__Passage given__.
>> START
HB 1734

This analysis was prepared by non-partisan legislative staff for the use of legislative members in their deliberations. This analysis is not a part of the legislation nor does it constitute a statement of legislative intent.

As Reported by House Committee On:


Title: An act relating to creation of the one family one team public-private court innovation demonstration.

Brief Description: Creating the one family one team public-private innovation demonstration.

Sponsors: Representatives Kagi, Walsh, Rodne, Fey, Jinkins, Pettigrew, Carlyle and McBride.

Brief History:

Committee Activity:

Judiciary: 2/10/15, 2/19/15 [DPS].

Brief Summary of Substitute Bill

  • Directs the Administrative Office of the Courts and the Family and Juvenile Court Improvement Program (FJCIP) Advisory Committee to participate in a One Family One Team Public-Private Partnership (Partnership) that supports innovation in dependency court proceedings.
>> END
__Excerpted records__.
>> START
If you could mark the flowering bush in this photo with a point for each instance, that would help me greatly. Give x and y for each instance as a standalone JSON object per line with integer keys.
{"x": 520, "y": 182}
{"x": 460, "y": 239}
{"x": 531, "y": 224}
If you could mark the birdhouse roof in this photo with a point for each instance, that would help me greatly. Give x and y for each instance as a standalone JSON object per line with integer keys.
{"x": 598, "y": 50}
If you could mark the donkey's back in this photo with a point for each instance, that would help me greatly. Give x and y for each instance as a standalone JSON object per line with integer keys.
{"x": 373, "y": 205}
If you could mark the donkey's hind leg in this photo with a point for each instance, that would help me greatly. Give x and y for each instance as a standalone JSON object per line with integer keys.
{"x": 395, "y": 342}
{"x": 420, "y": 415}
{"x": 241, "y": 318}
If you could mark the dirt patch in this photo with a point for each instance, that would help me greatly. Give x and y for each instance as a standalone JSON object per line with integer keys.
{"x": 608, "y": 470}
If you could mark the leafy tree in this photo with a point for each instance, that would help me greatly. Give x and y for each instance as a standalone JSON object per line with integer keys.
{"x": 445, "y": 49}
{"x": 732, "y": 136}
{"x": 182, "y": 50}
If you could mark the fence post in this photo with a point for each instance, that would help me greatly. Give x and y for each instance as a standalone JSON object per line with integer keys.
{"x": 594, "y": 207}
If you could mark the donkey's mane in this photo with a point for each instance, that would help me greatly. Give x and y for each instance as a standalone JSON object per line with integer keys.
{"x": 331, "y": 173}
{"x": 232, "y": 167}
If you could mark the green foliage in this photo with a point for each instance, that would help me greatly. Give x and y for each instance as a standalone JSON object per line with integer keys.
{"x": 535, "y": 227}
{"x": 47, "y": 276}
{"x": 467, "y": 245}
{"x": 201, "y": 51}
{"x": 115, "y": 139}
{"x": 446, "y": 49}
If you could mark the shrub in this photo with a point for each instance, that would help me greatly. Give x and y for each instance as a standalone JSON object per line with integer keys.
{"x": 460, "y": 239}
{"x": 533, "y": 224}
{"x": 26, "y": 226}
>> END
Under the bill analysis, which two bodies must participate in the One Family One Team Public-Private Partnership?

The Administrative Office of the Courts and the Family and Juvenile Court Improvement Program (FJCIP) Advisory Committee.